- Challenge
Keep the wording of each record exactly the same when you repeat it, and leave out pictures.

- Source records
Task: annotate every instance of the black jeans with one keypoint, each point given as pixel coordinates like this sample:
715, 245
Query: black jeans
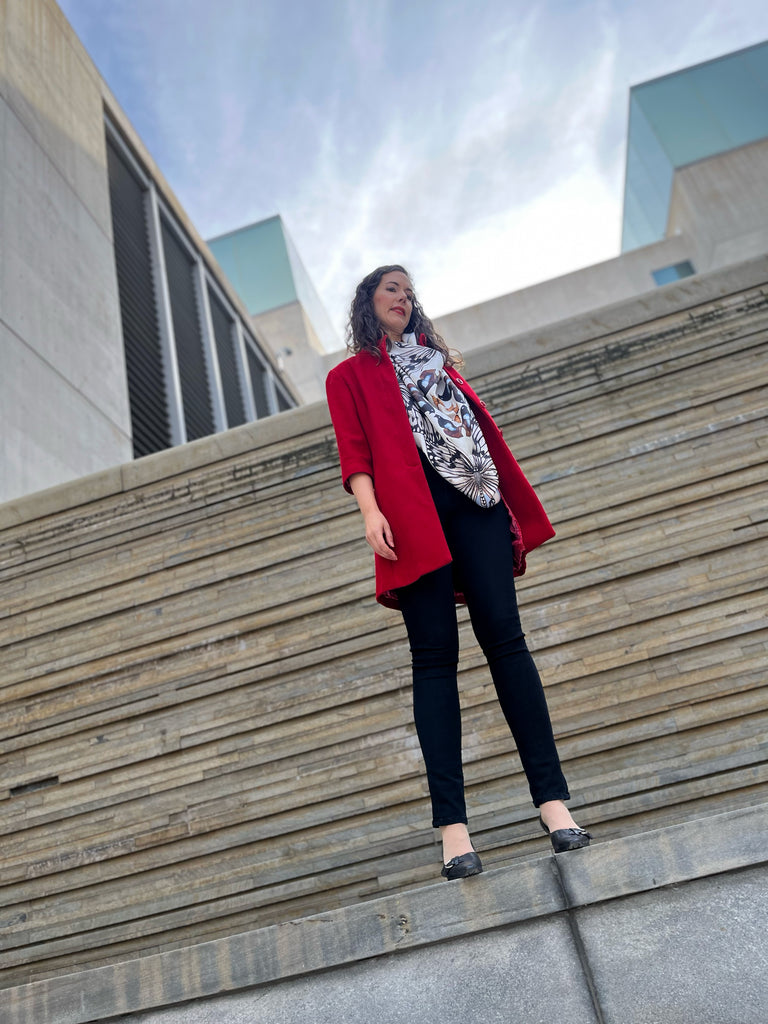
480, 545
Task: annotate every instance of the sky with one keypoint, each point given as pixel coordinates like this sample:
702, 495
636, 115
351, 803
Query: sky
479, 142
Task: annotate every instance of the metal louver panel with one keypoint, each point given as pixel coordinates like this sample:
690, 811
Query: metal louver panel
223, 333
189, 352
258, 383
138, 312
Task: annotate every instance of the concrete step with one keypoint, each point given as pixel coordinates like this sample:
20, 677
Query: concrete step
206, 719
639, 929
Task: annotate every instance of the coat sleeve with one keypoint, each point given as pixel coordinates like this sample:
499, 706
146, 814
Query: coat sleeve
354, 451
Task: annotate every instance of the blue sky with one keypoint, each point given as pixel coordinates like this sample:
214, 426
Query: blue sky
480, 143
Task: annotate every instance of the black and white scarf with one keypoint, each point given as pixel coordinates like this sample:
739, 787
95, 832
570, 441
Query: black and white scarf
444, 427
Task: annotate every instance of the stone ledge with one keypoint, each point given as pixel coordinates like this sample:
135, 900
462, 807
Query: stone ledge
537, 888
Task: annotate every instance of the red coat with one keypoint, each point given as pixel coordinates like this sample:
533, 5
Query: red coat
375, 437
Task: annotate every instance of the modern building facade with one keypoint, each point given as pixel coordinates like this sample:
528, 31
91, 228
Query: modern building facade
123, 333
681, 119
695, 199
265, 269
119, 334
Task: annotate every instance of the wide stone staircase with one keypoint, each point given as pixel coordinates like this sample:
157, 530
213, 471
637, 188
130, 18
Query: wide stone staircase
206, 720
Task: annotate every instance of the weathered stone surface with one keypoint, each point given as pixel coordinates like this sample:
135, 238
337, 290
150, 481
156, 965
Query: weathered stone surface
690, 953
206, 719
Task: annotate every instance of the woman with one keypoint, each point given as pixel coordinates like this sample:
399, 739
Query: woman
451, 517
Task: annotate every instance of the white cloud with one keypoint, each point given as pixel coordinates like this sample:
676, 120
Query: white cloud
480, 143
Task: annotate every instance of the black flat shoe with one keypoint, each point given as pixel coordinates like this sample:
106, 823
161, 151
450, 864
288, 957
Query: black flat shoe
462, 867
566, 839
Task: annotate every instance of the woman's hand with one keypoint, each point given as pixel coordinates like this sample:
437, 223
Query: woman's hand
379, 535
378, 530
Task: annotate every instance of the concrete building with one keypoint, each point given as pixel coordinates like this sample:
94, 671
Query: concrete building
119, 334
123, 333
695, 199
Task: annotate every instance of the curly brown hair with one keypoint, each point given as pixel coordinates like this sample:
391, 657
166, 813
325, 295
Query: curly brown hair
364, 329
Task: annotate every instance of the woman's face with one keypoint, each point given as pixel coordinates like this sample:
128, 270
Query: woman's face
393, 302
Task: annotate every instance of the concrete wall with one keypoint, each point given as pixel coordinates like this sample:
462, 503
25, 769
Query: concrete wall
723, 202
663, 928
296, 347
205, 718
64, 406
560, 298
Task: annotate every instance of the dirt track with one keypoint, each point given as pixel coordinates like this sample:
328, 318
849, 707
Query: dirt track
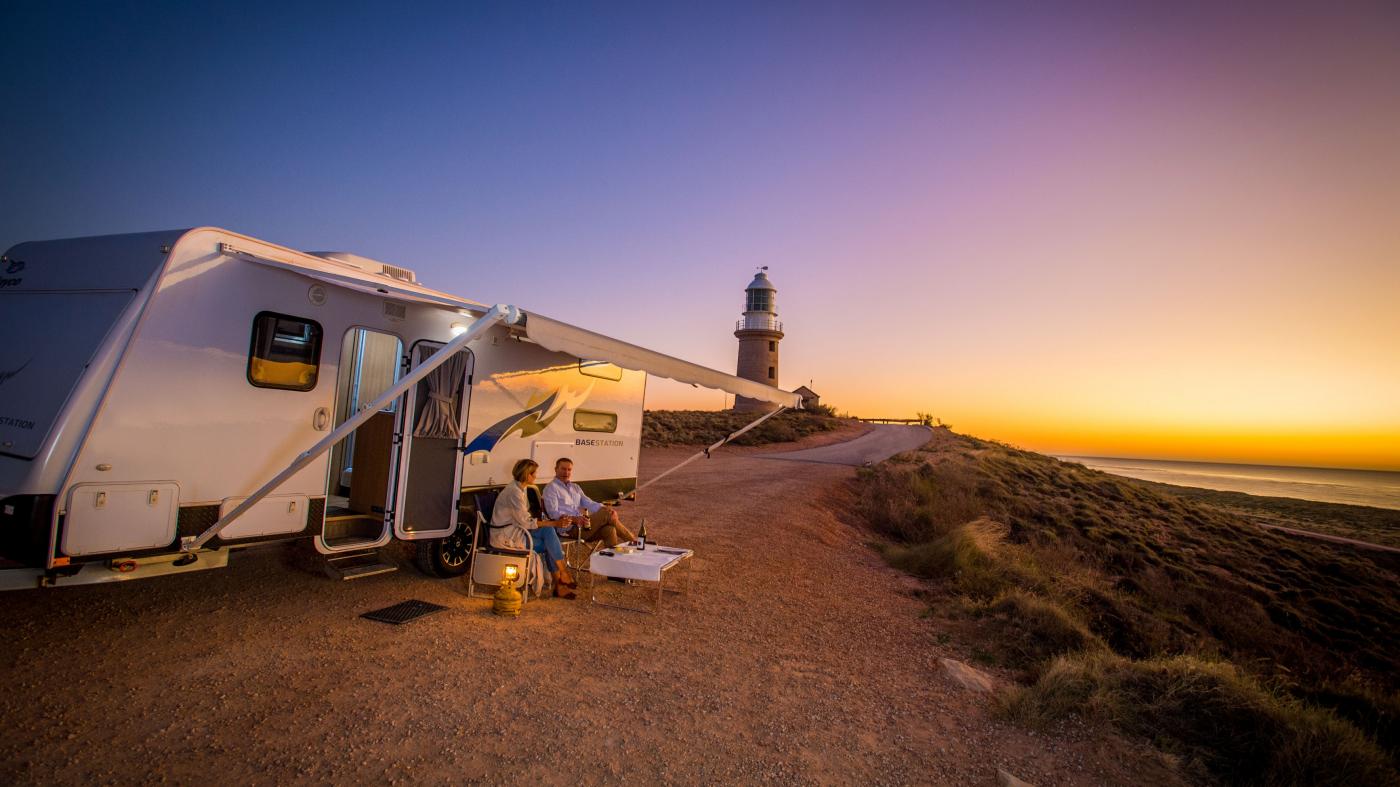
798, 657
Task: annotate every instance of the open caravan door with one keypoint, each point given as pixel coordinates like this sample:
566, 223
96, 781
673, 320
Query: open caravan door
430, 461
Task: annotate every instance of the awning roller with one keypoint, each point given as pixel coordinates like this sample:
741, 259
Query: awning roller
563, 338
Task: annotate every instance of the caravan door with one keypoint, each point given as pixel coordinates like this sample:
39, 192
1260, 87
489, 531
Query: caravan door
430, 460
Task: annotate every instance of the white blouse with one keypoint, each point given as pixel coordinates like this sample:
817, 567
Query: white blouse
511, 509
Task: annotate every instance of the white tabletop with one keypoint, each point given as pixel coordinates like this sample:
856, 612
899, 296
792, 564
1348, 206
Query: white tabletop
641, 565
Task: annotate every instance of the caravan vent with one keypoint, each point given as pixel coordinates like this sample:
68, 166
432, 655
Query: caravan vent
370, 265
401, 273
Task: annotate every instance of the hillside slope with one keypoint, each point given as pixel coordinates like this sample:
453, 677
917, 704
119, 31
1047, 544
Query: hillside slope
1054, 560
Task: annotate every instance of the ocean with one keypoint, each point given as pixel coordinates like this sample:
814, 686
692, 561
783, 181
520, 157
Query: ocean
1357, 488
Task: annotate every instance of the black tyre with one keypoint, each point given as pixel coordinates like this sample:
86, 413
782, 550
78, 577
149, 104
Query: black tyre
445, 556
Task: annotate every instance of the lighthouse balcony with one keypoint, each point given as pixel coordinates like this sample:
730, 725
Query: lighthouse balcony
759, 322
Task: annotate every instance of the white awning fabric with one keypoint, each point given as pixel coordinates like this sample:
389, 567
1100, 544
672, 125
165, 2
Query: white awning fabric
382, 286
564, 338
546, 332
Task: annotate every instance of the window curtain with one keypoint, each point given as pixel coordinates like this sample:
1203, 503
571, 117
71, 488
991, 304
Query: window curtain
438, 413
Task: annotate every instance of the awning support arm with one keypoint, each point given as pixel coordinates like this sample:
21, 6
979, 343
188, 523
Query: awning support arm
499, 312
706, 450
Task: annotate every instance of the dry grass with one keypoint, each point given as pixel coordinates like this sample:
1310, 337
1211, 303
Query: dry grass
704, 427
1103, 570
1220, 721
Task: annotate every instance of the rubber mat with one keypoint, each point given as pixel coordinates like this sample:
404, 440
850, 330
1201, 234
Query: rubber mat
402, 612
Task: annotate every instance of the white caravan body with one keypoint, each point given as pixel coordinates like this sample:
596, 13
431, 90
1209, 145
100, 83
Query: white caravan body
151, 382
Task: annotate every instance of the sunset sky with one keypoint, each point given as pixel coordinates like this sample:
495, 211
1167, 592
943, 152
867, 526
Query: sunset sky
1096, 230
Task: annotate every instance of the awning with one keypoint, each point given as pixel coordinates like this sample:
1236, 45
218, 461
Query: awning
564, 338
549, 333
333, 273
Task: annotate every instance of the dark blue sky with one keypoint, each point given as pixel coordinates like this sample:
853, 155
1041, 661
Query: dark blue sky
961, 203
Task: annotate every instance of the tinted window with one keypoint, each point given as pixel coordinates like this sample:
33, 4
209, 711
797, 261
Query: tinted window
286, 352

- Output below
Task: annotate every instance of the black jeans with one keypoint, each point given as pixel coordinates like this sample:
715, 245
Query: black jeans
480, 545
Task: annotate every instance of the sky with one keypoint, each point given as pixel coordinates like this sample:
702, 495
636, 115
351, 803
Query: sky
479, 142
Task: annotate every instance of the metal louver panel with one keypoint, each point given as pixel coordinates like this sample:
690, 811
Query: metal louver panel
223, 333
189, 352
258, 383
138, 312
Task: annotate every instance of the concrete step with one keypoint, each point given as pixel coordinates like this sample:
20, 677
Query: concrete step
206, 719
639, 929
Task: annotate every instance of the coat sleeve with one keypoint, each point given as pixel coordinates like this sample:
499, 706
146, 814
Query: coat sleeve
354, 451
Task: annotate every instance of the blue sky with one keypoint, each point given as pixel coordinates like this sample:
214, 426
Query: blue sky
480, 143
Task: annotate every instance of the black and white scarf with one keypoint, each point given as pixel coordinates like this sample:
739, 787
95, 832
570, 441
Query: black and white scarf
444, 427
Task: annotate every instance of the stone ledge with one keypoint, each point given as pixel coordinates like this sample:
135, 900
462, 807
Query: stone ledge
537, 888
Task: annotate every instance of the red coat with one keypoint, each point given as pixel coordinates like this sample:
533, 5
Query: red coat
375, 437
Task: annotate every instance of the modern building facade with one keypoint, each point given as pixel coordinates like this sample:
528, 31
91, 228
Query: modern building facade
123, 333
681, 119
695, 199
265, 269
119, 334
Task: annotate every instance of the wide stone staircase with one keypoint, each point given as pixel coordinates like this sample:
157, 530
213, 471
637, 188
130, 18
Query: wide stone staircase
206, 720
Task: annotate every instance of the weathered stone surface with one keypoint, each point given as pixel coordinates like this sample:
135, 238
337, 290
150, 481
156, 965
Query: weathered stone surface
690, 953
206, 719
Task: annotate every instance of the woman with one keypoint, each point given as pixel coordinates like this sample:
399, 739
Query: woman
451, 517
Task: annotate every instance of the white cloud with one keypoint, each point given as pixel coordinates like this sample:
676, 120
Query: white cloud
480, 143
Task: annotate every instance of the black flat shoe with one keypoint, each point given as pixel coordinates like this sample:
106, 823
161, 151
450, 864
288, 957
Query: black flat shoe
462, 867
566, 839
Task: annotate every instance of the woman's hand with one keypoint, each point given as pixel coordinates like this sample:
437, 223
Query: woman's hand
379, 535
378, 530
Task: annotate every instance of the concrete building with one keypoint, each point given as pixel coordinates like this sample:
94, 671
Query: concrete building
119, 334
123, 333
695, 199
Task: annotate every instance of the curly brown hair with one keypoint, each point given as pixel coordinates like this sample:
391, 657
166, 813
325, 295
Query: curly brown hair
364, 329
Task: annotate every instance of the woman's face with one keypoint, each point given as pixel coordinates like this sample:
128, 270
Query: woman's face
393, 302
Task: annotate every instance of the concrete wall with one keypoint, each point given as pixel coordinates like this sample:
462, 503
25, 769
Query: concrete wall
723, 202
663, 928
296, 347
205, 718
64, 406
560, 298
Task: annotate every instance of the dirt track with one keypoint, each point given as pixel coordinates like this sample:
328, 318
849, 707
Query: dirt track
798, 657
Task: annotate every instance of the open caravan door with one keypoint, each point given as pixel coordinates like this sample:
566, 223
96, 781
673, 320
Query: open caravan door
430, 461
Task: annotate every instance of the awning roller with one keypoint, each point given as pixel coordinates like this sample:
741, 259
Query: awning roller
563, 338
Task: annotate every instance of the caravan door with one keypoint, each point given as pixel coordinates like this sample:
39, 192
1260, 87
489, 531
Query: caravan door
430, 460
Task: annotate every instance of the white blouse with one keypoint, each point given as pixel coordinates like this sample:
817, 567
Query: white blouse
511, 509
Task: annotate every instance of the white tabletop with one keypoint, each point given as pixel coordinates like this sample:
856, 612
899, 296
792, 564
1348, 206
Query: white tabletop
641, 565
Task: annotate every instance of the caravan vent with one keypoint, each point given as pixel coordinates like this sample:
68, 166
432, 655
Query: caravan vent
370, 265
401, 273
Task: annotate every instance of the hillside slope with one keypoint, each point given as pixel coordinates like this sample:
453, 677
917, 704
119, 31
1047, 544
Query: hillside slope
1054, 560
Task: annotate every instance of the ocean with one keypoint, each point given as pixel coordinates like this sample:
814, 686
692, 561
783, 181
520, 157
Query: ocean
1357, 488
Task: annotate every instance of the black tyre with one keypoint, each point given as pixel coordinates like this sample:
86, 413
782, 550
78, 577
149, 104
Query: black tyre
445, 556
Task: annotate every instance of the lighthouse balcony with one keypoint, each point given as pixel coordinates like this sample:
730, 725
Query: lighthouse balcony
759, 322
Task: annotate every instance of the white awning fabric with one keypoint, each point given as pixel coordinates like this sample:
389, 567
1100, 544
672, 125
165, 2
Query: white awning fabric
382, 286
564, 338
546, 332
Task: annotate every instance of the window curtain with one keypoint, each point given as pixel coordinates like this sample:
1203, 503
571, 117
71, 488
991, 304
Query: window curtain
438, 413
Task: annotate every instance of the awning support arm with one keypoint, each point given as pixel coordinates like this sample:
21, 6
979, 343
188, 523
Query: awning support arm
499, 312
706, 450
Task: annotate every instance of the dry grass with one keypoint, each point given as pixel coordinates like this sample:
1310, 337
1211, 303
Query: dry grass
704, 427
1103, 570
1220, 721
Task: annotate every instance of the rubber mat with one keypoint, each point given as pixel coordinates like this sample:
404, 440
850, 330
1201, 234
Query: rubber mat
402, 612
Task: annotate every instance of the white caravan body with one keypoint, each point given as pixel coordinates like this sample:
596, 13
431, 90
1209, 145
100, 83
Query: white caravan body
151, 382
Task: annotate every instance of the sunset sky with one keypoint, each point given as pixel coordinates like this sample:
495, 211
1167, 592
943, 152
867, 526
Query: sunset sky
1096, 230
Task: annotate every instance of the awning with one keypoint, each point given as pixel coordinates like this sample:
1236, 45
218, 461
Query: awning
564, 338
549, 333
333, 273
Task: annotate every instance of the dark blue sky with one keypoint, each point given as pixel coordinates like this sample:
853, 155
1041, 661
Query: dark blue sky
961, 203
Task: annotate every instance of the tinted window with one keypoint, each point given as pixel coordinates like this sample:
33, 4
209, 711
797, 261
Query: tinted window
286, 352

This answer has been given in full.